▶ Stated task
The lines to extract begin at the one containing "[point] swedish flag" and run to the end of the listing; set them down exactly and alone.

# START OF Data to use

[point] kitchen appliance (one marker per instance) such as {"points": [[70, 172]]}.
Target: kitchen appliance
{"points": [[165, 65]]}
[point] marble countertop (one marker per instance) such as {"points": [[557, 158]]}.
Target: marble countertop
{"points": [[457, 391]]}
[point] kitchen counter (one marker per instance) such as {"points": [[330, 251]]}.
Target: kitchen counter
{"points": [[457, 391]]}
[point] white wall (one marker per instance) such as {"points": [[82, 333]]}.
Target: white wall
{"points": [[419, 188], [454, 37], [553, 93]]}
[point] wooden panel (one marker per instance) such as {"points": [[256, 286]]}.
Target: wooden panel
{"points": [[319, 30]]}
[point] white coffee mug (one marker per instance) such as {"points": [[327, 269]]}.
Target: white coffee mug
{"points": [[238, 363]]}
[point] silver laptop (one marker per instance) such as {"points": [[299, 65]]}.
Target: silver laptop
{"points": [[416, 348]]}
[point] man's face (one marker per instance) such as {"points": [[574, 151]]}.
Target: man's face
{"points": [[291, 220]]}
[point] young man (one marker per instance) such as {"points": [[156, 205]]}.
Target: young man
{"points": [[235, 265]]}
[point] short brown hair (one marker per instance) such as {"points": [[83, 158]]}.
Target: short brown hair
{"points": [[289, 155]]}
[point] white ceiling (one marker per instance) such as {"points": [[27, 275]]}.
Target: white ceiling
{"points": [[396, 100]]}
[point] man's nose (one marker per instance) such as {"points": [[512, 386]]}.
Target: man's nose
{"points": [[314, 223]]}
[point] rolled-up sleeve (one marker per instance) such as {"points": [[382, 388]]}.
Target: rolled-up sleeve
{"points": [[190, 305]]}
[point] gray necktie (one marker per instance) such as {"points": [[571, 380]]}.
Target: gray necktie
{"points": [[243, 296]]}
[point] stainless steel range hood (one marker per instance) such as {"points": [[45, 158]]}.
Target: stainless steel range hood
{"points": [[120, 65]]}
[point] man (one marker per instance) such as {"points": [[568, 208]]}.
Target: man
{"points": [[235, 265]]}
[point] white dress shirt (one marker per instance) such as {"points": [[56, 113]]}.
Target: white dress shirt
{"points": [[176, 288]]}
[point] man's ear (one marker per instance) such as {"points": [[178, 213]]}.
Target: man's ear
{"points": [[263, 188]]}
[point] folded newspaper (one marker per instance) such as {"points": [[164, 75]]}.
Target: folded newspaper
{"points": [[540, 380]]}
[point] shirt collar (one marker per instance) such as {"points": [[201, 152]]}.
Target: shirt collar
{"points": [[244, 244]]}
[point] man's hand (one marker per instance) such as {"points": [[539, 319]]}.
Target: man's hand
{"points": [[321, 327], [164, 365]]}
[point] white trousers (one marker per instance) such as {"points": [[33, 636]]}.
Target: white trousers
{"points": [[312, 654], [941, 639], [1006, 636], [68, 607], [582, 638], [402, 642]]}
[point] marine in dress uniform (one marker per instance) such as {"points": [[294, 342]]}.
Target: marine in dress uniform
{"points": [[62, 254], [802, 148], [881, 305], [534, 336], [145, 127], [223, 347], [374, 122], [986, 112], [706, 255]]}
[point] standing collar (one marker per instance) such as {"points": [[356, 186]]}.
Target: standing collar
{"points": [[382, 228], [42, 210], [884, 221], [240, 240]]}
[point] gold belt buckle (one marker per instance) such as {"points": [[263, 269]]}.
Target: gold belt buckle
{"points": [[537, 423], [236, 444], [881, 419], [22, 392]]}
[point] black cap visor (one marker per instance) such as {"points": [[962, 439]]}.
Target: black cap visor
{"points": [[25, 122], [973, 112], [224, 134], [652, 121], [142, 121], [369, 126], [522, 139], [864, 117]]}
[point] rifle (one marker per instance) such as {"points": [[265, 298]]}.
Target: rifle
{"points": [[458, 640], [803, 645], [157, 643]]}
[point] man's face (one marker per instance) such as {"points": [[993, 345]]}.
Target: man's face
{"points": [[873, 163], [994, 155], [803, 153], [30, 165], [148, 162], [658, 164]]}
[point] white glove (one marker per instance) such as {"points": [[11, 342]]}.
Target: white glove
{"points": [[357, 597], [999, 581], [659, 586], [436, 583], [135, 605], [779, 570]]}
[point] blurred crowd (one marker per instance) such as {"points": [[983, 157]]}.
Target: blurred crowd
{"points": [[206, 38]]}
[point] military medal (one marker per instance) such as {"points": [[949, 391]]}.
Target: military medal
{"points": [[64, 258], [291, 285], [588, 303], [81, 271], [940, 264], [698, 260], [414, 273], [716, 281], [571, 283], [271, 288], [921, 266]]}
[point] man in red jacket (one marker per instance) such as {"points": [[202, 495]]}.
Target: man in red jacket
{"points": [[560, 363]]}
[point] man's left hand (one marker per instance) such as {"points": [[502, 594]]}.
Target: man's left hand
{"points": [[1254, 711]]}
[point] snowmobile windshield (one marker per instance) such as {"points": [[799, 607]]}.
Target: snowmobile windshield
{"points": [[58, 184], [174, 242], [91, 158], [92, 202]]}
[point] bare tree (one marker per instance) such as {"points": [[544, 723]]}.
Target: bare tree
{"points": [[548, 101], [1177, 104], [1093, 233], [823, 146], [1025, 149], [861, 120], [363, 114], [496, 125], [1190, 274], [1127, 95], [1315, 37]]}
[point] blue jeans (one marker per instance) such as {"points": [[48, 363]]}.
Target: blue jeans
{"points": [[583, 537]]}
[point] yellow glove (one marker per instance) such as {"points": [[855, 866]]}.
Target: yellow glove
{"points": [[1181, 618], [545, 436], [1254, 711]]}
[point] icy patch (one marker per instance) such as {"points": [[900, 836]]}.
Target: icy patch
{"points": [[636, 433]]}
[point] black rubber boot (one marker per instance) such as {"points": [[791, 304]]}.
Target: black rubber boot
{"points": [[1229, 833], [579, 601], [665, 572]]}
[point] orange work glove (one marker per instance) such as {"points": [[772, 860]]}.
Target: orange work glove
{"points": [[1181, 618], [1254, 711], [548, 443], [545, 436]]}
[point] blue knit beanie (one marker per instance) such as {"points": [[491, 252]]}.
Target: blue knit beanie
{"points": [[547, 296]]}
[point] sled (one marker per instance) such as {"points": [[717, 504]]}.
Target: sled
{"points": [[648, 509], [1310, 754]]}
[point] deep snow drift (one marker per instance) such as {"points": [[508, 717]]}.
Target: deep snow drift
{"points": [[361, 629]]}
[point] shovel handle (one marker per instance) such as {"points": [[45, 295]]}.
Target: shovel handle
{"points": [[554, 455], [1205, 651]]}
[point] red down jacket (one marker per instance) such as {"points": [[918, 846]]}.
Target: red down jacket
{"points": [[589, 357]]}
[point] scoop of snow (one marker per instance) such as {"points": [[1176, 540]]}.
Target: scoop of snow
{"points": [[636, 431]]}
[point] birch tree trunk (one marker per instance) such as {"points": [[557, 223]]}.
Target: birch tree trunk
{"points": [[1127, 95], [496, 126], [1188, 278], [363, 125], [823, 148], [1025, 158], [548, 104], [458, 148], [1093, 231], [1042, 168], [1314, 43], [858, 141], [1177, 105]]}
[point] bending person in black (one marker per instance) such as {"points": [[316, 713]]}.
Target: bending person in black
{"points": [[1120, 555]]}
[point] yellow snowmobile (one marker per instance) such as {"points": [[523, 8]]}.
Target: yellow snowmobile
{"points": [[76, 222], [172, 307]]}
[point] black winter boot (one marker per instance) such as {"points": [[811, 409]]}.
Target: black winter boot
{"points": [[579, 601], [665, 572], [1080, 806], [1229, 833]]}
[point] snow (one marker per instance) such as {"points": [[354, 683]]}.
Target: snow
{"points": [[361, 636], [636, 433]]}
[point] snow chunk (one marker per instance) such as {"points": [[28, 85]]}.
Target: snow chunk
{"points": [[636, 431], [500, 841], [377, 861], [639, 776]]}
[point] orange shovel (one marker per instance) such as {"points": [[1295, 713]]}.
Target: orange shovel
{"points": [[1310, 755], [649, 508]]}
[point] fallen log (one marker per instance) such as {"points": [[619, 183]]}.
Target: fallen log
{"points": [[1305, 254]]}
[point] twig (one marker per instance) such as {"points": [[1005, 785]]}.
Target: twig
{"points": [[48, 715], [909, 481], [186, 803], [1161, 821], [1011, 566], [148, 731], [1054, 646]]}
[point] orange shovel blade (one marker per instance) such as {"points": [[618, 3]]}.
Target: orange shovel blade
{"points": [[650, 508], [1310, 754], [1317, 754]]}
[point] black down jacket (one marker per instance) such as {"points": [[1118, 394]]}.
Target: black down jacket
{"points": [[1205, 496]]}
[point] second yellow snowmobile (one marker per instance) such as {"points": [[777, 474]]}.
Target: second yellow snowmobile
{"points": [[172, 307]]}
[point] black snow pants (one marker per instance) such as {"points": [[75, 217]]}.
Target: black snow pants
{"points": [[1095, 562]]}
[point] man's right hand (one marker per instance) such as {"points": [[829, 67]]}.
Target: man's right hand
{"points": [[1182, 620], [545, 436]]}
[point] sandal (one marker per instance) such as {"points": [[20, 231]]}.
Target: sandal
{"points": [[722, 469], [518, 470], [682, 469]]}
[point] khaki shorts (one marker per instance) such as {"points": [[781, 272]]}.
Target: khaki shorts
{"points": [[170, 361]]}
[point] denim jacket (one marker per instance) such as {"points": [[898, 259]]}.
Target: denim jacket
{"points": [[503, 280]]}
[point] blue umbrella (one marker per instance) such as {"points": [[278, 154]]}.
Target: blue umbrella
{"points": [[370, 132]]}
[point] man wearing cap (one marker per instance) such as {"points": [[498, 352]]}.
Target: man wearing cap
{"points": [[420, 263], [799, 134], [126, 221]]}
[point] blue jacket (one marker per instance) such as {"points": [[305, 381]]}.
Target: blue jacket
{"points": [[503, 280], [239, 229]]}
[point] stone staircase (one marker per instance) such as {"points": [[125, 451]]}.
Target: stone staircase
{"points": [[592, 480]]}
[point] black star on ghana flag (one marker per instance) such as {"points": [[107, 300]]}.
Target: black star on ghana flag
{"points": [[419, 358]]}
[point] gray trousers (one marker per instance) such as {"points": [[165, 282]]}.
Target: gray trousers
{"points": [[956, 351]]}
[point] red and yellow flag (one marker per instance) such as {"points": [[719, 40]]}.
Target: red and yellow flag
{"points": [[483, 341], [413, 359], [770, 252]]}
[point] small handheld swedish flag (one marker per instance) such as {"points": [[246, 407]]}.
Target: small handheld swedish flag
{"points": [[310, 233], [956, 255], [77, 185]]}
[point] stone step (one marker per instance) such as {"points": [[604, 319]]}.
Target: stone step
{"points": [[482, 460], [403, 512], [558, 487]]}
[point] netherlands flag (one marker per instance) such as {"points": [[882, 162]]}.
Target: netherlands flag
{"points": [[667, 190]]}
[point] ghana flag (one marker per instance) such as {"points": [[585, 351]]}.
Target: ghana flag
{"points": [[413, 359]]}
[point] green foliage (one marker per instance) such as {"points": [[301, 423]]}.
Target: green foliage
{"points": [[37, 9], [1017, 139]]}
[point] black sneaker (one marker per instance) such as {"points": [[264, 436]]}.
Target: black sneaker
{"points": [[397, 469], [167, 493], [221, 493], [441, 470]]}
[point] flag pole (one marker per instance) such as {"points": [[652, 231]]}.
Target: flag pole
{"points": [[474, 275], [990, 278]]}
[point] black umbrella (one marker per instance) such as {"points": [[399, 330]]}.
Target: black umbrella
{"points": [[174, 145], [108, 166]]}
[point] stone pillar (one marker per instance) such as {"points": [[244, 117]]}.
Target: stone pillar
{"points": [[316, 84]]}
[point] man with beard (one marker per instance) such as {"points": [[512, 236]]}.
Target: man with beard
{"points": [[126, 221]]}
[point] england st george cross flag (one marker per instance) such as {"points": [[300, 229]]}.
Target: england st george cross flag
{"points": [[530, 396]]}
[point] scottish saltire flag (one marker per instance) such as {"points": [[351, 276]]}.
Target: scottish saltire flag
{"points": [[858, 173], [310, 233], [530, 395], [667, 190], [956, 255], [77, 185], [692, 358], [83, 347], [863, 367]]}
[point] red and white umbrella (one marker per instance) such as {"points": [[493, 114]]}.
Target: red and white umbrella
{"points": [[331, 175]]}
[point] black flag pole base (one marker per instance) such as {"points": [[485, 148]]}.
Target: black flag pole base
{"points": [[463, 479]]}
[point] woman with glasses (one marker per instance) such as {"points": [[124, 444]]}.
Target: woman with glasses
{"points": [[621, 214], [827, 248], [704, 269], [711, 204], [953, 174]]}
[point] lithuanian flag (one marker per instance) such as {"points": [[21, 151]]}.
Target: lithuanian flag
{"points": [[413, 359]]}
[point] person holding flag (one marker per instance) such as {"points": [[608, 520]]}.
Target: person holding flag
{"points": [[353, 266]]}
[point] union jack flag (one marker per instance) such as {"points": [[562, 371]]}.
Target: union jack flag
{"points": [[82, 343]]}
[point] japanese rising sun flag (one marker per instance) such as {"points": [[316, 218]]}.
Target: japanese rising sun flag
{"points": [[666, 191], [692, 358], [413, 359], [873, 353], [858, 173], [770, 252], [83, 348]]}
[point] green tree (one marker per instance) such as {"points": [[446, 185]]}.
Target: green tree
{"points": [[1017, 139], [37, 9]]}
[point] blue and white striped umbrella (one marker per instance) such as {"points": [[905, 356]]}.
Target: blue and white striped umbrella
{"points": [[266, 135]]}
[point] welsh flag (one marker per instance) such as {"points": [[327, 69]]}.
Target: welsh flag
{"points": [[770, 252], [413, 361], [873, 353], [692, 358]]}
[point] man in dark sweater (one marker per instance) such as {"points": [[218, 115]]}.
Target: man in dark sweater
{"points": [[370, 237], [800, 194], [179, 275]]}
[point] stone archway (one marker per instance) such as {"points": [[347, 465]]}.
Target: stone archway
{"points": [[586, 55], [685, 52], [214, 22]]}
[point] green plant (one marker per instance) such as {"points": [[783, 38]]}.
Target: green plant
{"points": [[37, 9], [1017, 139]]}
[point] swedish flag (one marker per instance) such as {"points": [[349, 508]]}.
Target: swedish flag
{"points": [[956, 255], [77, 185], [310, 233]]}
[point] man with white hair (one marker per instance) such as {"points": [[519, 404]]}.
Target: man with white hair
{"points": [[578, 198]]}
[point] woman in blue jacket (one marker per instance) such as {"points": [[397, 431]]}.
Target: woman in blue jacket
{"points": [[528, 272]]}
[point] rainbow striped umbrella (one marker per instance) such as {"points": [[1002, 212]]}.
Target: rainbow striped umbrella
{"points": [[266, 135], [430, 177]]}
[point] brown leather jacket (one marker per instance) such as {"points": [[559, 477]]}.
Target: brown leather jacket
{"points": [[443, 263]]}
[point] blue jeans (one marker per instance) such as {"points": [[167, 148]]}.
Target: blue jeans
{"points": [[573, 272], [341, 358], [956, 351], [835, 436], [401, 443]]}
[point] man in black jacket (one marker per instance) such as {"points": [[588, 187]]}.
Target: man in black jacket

# END OF Data to use

▶ Written solution
[point] swedish flag (one marker per instance) such as {"points": [[349, 508]]}.
Target: swedish flag
{"points": [[956, 255], [77, 185], [310, 233]]}
[point] man with white hair (one marker per instance) such as {"points": [[519, 404]]}.
Target: man with white hair
{"points": [[578, 198]]}
[point] woman in blue jacket (one marker per instance) such as {"points": [[397, 431]]}.
Target: woman in blue jacket
{"points": [[528, 272]]}
[point] rainbow striped umbrella (one marker per instance) such as {"points": [[1002, 212]]}.
Target: rainbow striped umbrella
{"points": [[266, 135], [430, 177]]}
[point] brown leather jacket (one marker per instance) such as {"points": [[559, 477]]}.
Target: brown leather jacket
{"points": [[443, 263]]}
[point] blue jeans (one marker per instance) such as {"points": [[167, 148]]}.
Target: blue jeans
{"points": [[573, 272], [341, 358], [956, 351], [835, 436], [401, 443]]}
[point] man in black jacket (one marker per instance) such as {"points": [[588, 187]]}.
Target: man in black jacket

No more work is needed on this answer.